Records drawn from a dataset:
========================================

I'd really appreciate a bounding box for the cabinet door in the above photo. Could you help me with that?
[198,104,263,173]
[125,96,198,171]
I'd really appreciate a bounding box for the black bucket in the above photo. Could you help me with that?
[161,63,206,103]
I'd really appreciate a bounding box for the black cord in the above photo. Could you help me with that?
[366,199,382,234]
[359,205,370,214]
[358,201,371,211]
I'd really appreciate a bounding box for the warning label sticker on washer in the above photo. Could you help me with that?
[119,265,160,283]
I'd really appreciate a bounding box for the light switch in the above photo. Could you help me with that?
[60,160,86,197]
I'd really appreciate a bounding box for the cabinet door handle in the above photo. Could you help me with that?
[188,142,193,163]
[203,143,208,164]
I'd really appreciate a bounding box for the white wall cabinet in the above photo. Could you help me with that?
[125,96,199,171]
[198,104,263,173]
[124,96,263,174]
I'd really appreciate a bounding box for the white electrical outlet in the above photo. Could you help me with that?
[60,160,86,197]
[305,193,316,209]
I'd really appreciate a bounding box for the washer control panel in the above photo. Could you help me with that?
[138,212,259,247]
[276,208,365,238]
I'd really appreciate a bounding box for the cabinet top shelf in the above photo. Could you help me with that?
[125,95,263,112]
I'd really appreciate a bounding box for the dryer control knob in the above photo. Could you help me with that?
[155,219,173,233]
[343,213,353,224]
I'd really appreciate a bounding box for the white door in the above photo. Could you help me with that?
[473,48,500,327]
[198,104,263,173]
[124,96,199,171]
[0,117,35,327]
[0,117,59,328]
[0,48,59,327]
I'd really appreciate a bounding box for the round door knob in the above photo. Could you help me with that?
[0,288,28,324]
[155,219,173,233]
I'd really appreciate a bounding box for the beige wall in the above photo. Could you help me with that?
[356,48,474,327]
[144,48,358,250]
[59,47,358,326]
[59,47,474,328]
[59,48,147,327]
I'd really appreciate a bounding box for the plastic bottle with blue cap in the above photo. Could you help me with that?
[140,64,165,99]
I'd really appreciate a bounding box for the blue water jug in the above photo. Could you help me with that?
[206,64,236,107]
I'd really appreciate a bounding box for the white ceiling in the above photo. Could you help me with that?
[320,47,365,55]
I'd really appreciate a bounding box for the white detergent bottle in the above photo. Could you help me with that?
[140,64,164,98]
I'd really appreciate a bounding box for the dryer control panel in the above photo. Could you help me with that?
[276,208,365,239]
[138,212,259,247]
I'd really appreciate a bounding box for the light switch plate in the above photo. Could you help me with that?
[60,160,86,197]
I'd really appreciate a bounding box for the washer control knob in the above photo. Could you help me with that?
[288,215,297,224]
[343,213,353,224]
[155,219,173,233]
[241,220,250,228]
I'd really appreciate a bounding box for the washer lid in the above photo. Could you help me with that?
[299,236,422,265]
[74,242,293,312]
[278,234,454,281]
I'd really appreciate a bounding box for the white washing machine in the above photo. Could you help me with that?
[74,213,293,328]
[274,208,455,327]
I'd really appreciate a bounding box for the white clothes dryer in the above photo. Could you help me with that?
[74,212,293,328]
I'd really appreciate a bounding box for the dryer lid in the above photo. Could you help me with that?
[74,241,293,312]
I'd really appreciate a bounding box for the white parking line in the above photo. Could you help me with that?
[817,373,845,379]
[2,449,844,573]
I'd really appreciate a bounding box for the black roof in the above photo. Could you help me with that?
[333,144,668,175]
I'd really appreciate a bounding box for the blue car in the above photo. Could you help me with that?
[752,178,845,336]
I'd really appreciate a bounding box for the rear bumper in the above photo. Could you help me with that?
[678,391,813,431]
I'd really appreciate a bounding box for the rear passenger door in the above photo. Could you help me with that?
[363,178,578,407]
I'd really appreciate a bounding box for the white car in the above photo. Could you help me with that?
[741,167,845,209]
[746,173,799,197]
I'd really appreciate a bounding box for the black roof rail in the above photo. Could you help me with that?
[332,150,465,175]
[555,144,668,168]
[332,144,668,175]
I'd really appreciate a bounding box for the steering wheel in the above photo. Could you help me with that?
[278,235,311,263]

========================================

**Description of the task:** Return the records in full, exactly as they read.

**Completed exercise:**
I'd really appreciate a bounding box for the cabinet door in the above photo. Could you help me with that?
[198,104,263,173]
[125,96,198,171]
I'd really appreciate a bounding box for the black bucket in the above photo. Could you help me with that?
[161,63,206,103]
I'd really appreciate a bounding box for the black cord in the above photo. Could you help me with that?
[366,199,382,234]
[359,205,370,214]
[358,201,371,211]
I'd really appreciate a bounding box for the warning label sticker on washer in the above photo. Could you help me with that?
[119,265,160,283]
I'd really appreciate a bounding box for the light switch in the above photo. Could you help me with that?
[60,160,86,197]
I'd really appreciate a bounding box for the cabinet door handle in the above photo. Could you help me with that?
[188,142,193,163]
[203,143,208,164]
I'd really appreciate a bounding box for the white wall cabinet in the above photo. Could you help me with that?
[125,96,199,171]
[198,104,263,173]
[124,96,263,174]
I'd really appreciate a bounding box for the white electrical outlet in the above photo. Could you help me with that?
[60,160,86,197]
[305,193,316,209]
I'd really appreciate a bounding box for the washer control panel in the above photo. Could you help me with that?
[138,212,259,247]
[276,208,365,238]
I'd really appreciate a bounding box for the cabinet top shelf in the above photo. Could you help me with that?
[125,95,263,112]
I'd really appreciate a bounding box for the dryer control knob in the above photo. Could you help me with that?
[155,219,173,233]
[343,213,353,224]
I'd really appreciate a bounding box for the white door in the above photo. Could you help me with that?
[473,48,500,327]
[198,104,263,173]
[124,96,199,171]
[0,117,35,327]
[0,117,59,328]
[0,48,59,327]
I'd really appreciate a bounding box for the round door knob in the above photo. Could you help me with that?
[0,288,28,324]
[155,219,173,233]
I'd really appreciate a bounding box for the beige wall in the above photo. Could you help me with that?
[356,48,474,327]
[144,48,358,250]
[59,47,358,326]
[59,47,474,328]
[59,48,147,327]
I'd really appreciate a bounding box for the plastic bottle with blue cap in the above photo. Could you help me with that?
[140,64,165,99]
I'd really appreciate a bounding box for the blue water jug in the above photo. Could you help me with that?
[206,64,236,107]
I'd really appreciate a bounding box for the white ceiling in the above photo. Could you help me with that?
[320,47,365,55]
I'd really appreciate a bounding box for the white detergent bottle in the above photo. Could you help me with that?
[140,64,164,98]
I'd really appreciate a bounding box for the dryer control panel in the above photo. Could you help me with that?
[276,208,365,239]
[138,212,259,247]
I'd really appreciate a bounding box for the light switch plate in the above photo. Could you help me with that?
[60,160,86,197]
I'd really appreciate a bounding box for the washer control knob in the above photo. Could you help me with that?
[288,215,297,224]
[343,213,353,224]
[155,219,173,233]
[241,220,250,228]
I'd really appreciate a bounding box for the washer lid in the above photo. Could you help me with that?
[299,236,422,265]
[74,242,293,312]
[278,234,454,281]
I'd really appreciate a bounding box for the white washing machine in the above photo. Could you help me with that?
[74,213,293,328]
[274,208,455,327]
I'd really appreciate a bounding box for the white clothes dryer in the above photo. Could you help me with that?
[74,212,293,328]
I'd really appreciate a bounding box for the dryer lid in the above photo. Could you help me with that?
[74,241,293,312]
I'd really appreciate a bounding box for the white parking line in the above photo. Could you help me with that?
[817,373,845,379]
[2,449,844,573]
I'd really appreciate a bounding box for the black roof in the above photo. Could you help me with that?
[333,144,668,175]
I'd really appreciate a bounding box for the blue car in the above photo. Could you help me with that?
[752,178,845,336]
I'd really appreciate a bounding box for the rear bumper in the above photo. Could you help me with that?
[678,391,813,431]
I'd really appreciate a bounding box for the rear passenger door in the above photo. Could you help me with that?
[363,178,578,407]
I'd really appreciate a bounding box for the white car in the above photo. Could you help me with that?
[741,167,845,209]
[746,173,799,197]
I'd really appreciate a bounding box for the black roof rail in the above photo. Could you help me with that?
[332,150,465,175]
[555,144,668,168]
[332,144,668,175]
I'd really appreciate a bounding box for the steering wheel in the above photo. Could you help me with that?
[278,235,311,263]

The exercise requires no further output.